Dataset records
>> start
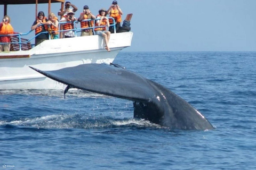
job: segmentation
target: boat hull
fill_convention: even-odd
[[[0,89],[63,89],[29,67],[54,70],[89,63],[109,63],[124,48],[131,46],[131,32],[111,34],[111,52],[98,36],[45,40],[27,51],[1,53]]]

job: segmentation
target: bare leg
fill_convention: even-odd
[[[107,37],[108,43],[108,42],[109,42],[109,39],[110,39],[111,32],[110,31],[107,31],[106,32],[106,34],[107,34]]]
[[[102,36],[103,38],[104,39],[104,42],[105,42],[106,46],[105,46],[105,49],[108,50],[108,52],[110,52],[110,49],[109,48],[108,48],[108,37],[107,35],[105,33],[102,33]]]

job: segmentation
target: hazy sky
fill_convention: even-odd
[[[94,15],[109,0],[71,0],[78,10],[87,5]],[[256,0],[119,0],[123,19],[133,13],[130,52],[256,51]],[[27,32],[35,19],[35,5],[9,5],[14,31]],[[38,11],[46,14],[47,7]],[[56,15],[60,3],[53,4]],[[3,5],[0,6],[3,15]],[[2,18],[1,17],[1,19]],[[34,34],[34,33],[33,33]]]

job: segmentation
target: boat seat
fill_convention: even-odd
[[[32,48],[30,42],[28,42],[28,39],[25,38],[21,38],[21,41],[23,42],[21,44],[21,50],[29,50]],[[19,37],[18,36],[14,36],[11,37],[11,42],[19,42]],[[20,46],[18,43],[17,44],[11,44],[11,51],[18,51],[20,50]]]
>> end
Exercise details: Rewrite the lines above as a numbered list without the blank lines, and leave the pictures out of your answer.

Complete output:
1. job: segmentation
2. target: boat hull
3. fill_convention: even-odd
4. [[[0,89],[63,89],[29,67],[54,70],[89,63],[109,63],[124,48],[131,46],[131,32],[111,34],[111,52],[98,36],[45,40],[27,51],[1,53]]]
5. job: segmentation
6. target: bare leg
7. fill_convention: even-odd
8. [[[107,37],[108,43],[108,42],[109,42],[109,39],[110,39],[111,32],[110,31],[107,31],[106,32],[106,34],[107,34]]]
9. [[[102,36],[103,38],[104,39],[104,42],[105,42],[106,46],[105,46],[105,49],[108,50],[108,52],[110,52],[110,49],[109,48],[108,48],[108,37],[107,35],[105,33],[102,33]]]
10. job: segmentation
11. target: hazy sky
12. fill_convention: even-odd
13. [[[94,15],[109,0],[71,0],[78,10],[87,5]],[[256,0],[119,0],[123,19],[133,13],[130,52],[256,51]],[[27,32],[35,19],[35,5],[9,5],[14,31]],[[38,11],[46,14],[47,7]],[[56,15],[60,3],[53,4]],[[3,5],[0,6],[3,15]],[[2,18],[1,17],[1,19]],[[34,34],[34,33],[33,33]]]
14. job: segmentation
15. target: boat seat
16. fill_convention: even-odd
17. [[[32,48],[30,42],[28,42],[28,39],[25,38],[21,38],[21,41],[23,42],[21,44],[21,50],[29,50]],[[19,37],[18,36],[14,36],[11,37],[11,42],[19,42]],[[20,46],[18,43],[17,44],[11,44],[11,51],[18,51],[20,50]]]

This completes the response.